PROMPT 1
Retype the passage from the post on finite fields, from "If I can show" to "full row rank.".
PROMPT 2
Answer these questions using the post on finite fields:
(a) In what form does the writer think every function can be written?
(b) What would the writer need to show about the matrix to always be able to find the $a_i$?
(c) According to the edit, how many elements does a finite field actually have?
PROMPT 3
The post on finite fields names some properties of the matrix that the writer says do not seem easy to show. List all of them.

EXCERPTED PASSAGE

------------------------------------

Let $F$ be a finite field. Show that any function from $F$ to $F$ is a polynomial function.

I know that finite fields are fields of $p$ elements for $p$ prime [EDIT: It's actually $p^n$ for $p$ prime; see comment below]. Since I have $p$ choices for the $p$ elements to map to, then I have $p^p$ distinct functions. I think every function can be written in the form $f(x) = a_{p-1}x^{p-1} + \dots + a_0x^0$. For then given the values $f(0), f(1), \ldots f(p-1)$, I can solve for the coefficents by the linear system of equations

$$ a_0 + \sum_{i=1}^{p-1} n^i a_i = f(n).$$

This then gives me a $p-1 \times p-1$ square matrix over the field $\mathbb{F}_p$:

$$\left( \begin{array}{ccccc} 1& 0 & 0 & \ldots & 0 \\ 1& 1 & 1 & \dots & 1 \\ 1& 2 & 4 & \dots & 2^{p-1} \\ \vdots & \vdots & \vdots & & \vdots \\ 1 & p-1 & (p-1)^2 & \dots & (p-1)^{p-1} \end{array} \right) \left( \begin{array}{c} a_0 \\ a_1 \\ a_2 \\ \vdots \\ a_{p-1} \end{array}\right) = \left( \begin{array}{c} f(0) \\ f(1) \\ f(2) \\ \vdots \\ f(p-1) \end{array} \right)$$

If I can show this matrix is invertible, then I can always find the $a_i$. But I am a bit stumped on how to show this (partially because I don't think I've ever done linear algebra in a vector space over a finite field). It does not seem easy to show linear independence, or nonzero determinant, or full row rank.

------------------------------------

DATA LINES
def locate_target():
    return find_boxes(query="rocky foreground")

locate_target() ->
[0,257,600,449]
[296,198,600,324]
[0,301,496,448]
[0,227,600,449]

------------------------------------

WRITTEN RESPONSE 1
If I can show this matrix is invertible, then I can always find the $a_i$. But I am a bit stumped on how to show this (partially because I don't think I've ever done linear algebra in a vector space over a finite field). It does not seem easy to show linear independence, or nonzero determinant, or full row rank.

WRITTEN RESPONSE 2
(a) $f(x) = a_{p-1}x^{p-1} + \dots + a_0x^0$
(b) That the matrix is invertible
(c) $p^n$, for $p$ prime

WRITTEN RESPONSE 3
- linear independence
- nonzero determinant
- full row rank